GIVEN REQUEST A ->
In the guitar forum thread, which noise gate does joshc482 call the best?

DOCUMENT PASSAGE ->
· · · ·

HAHAHA I wish I even still had that thing man, it would be an antique by now!


----------



## Galius

"it's kind of silly to have 3 guitars playing the same thing at the same time, it just muddys up the mix"

I love your band and all...but why have 3 guitar players if youre playing the same thing alot of times anyway? I just thought it was funky you said something like that.


----------



## jds93

what pickups do u use


----------



## Rick

EMG 707s.


----------



## cow 7 sig

so they do as i have and change the 81-7s that come stock in the 607b for the 707?
its a good move lol.i personally cant stand the 81-7


----------



## MattMulartschuk

Galius said:


> "it's kind of silly to have 3 guitars playing the same thing at the same time, it just muddys up the mix"
> 
> I love your band and all...but why have 3 guitar players if youre playing the same thing alot of times anyway? I just thought it was funky you said something like that.


Probably to keep it heavy while there's a lead part being played.


----------



## Rick

I wouldn't mind hearing some 3 part harmonies.


----------



## joshc482

i've tried the isp pedal and owned the rackmount version. they both suck. the best noise gate is the rocktron guitar silencer. it kills any noise gate out there period.


----------



## Rick

I had the Decimator pedal and it worked great for me.


----------



## cow 7 sig

Rick said:


> I had the Decimator pedal and it worked great for me.



i love mine


----------



## Galius

Ive tried every noisegate out there and the decimator is the best ive ever had.


----------



## AlexWadeWC

Rick said:


> EMG 707s.




Actuaalllyyy, we use 81-7's 

We prefer the more razor cutting tone of the 81-7 to the smoother 707 especially since its 3 guitars in drop A, we need all the clarity we can get haha



joshc482 said:


> i've tried the isp pedal and owned the rackmount version. they both suck. the best noise gate is the rocktron guitar silencer. it kills any noise gate out there period.



Yours had to of been broken or something. The ISP is amazing, I run one out front for feedback and one in my loop for hum.


----------



## petereanima

AlexWadeWC said:


> Yours had to of been broken or something. The ISP is amazing, I run one out front for feedback and one in my loop for hum.



exactly. 

i've never been satisfied with any noise reduction gear until i bought the ISP, its just amazing. everything is simply perfect on it.


----------



## Rick

AlexWadeWC said:


> Actuaalllyyy, we use 81-7's



Well, excuse me, Mr. Smartypants.


----------



## MattMulartschuk

AlexWadeWC said:


> Actuaalllyyy, we use 81-7's
> 
> We prefer the more razor cutting tone of the 81-7 to the smoother 707 especially since its 3 guitars in drop A, we need all the clarity we can get haha
> 
> 
> 
> Yours had to of been broken or something. The ISP is amazing, I run one out front for feedback and one in my loop for hum.


I'll be getting an 81-7 for my Hellraiser, I find the 707 sounds too thumpy for me, especially in a mahogany body.

· · · ·

INPUT DATA ->

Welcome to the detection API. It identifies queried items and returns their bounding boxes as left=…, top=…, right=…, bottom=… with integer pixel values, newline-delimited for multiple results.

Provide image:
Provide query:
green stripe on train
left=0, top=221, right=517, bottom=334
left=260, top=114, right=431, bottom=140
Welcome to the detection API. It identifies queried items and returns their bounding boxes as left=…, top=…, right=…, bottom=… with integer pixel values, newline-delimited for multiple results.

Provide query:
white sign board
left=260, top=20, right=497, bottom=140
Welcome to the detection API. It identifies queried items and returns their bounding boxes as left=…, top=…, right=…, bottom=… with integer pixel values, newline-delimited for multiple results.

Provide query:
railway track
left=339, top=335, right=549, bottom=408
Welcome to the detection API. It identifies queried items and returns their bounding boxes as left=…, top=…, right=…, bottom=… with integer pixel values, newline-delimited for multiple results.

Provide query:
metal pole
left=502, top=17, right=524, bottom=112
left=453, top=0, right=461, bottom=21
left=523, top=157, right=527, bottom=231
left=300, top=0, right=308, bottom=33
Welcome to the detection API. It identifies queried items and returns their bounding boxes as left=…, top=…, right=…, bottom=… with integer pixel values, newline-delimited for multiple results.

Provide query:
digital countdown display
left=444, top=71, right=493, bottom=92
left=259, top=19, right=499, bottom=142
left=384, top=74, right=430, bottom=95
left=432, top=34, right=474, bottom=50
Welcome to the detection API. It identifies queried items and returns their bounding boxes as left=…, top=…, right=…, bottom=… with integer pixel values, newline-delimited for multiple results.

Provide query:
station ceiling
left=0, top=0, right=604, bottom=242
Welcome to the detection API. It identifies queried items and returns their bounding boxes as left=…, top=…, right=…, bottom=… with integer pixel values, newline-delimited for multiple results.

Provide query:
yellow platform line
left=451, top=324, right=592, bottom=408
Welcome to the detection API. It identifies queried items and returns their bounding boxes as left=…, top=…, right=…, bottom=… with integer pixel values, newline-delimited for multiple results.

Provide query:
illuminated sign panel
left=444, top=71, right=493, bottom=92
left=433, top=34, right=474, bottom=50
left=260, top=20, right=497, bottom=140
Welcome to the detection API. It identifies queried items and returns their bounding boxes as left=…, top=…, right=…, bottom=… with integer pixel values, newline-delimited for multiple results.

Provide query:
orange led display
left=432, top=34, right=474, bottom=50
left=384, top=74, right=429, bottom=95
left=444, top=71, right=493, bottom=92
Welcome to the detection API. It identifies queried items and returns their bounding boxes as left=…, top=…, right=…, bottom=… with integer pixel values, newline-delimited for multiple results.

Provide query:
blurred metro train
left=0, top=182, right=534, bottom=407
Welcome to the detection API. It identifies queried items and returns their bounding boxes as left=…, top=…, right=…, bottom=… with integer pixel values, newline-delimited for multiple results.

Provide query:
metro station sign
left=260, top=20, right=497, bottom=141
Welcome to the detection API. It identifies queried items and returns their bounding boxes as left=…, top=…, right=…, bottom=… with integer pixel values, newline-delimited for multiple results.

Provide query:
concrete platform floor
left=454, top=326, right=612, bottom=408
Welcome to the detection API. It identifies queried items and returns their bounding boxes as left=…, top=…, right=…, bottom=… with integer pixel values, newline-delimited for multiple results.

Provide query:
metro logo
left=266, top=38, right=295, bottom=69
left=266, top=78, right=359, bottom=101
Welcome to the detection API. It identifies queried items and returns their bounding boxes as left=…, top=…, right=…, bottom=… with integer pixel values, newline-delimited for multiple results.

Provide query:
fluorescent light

· · · ·

GIVEN REQUEST B ->
Lay out the entries as a JSON list of strings with one string per line, starting at their first line and ending at the line containing "left=260, top=114, right=431, bottom=140". Leave out blank lines.

RIGHT ANSWER A ->
The Rocktron Guitar Silencer.

RIGHT ANSWER B ->
[
  "Welcome to the detection API. It identifies queried items and returns their bounding boxes as left=…, top=…, right=…, bottom=… with integer pixel values, newline-delimited for multiple results.",
  "Provide image:",
  "Provide query:",
  "green stripe on train",
  "left=0, top=221, right=517, bottom=334",
  "left=260, top=114, right=431, bottom=140"
]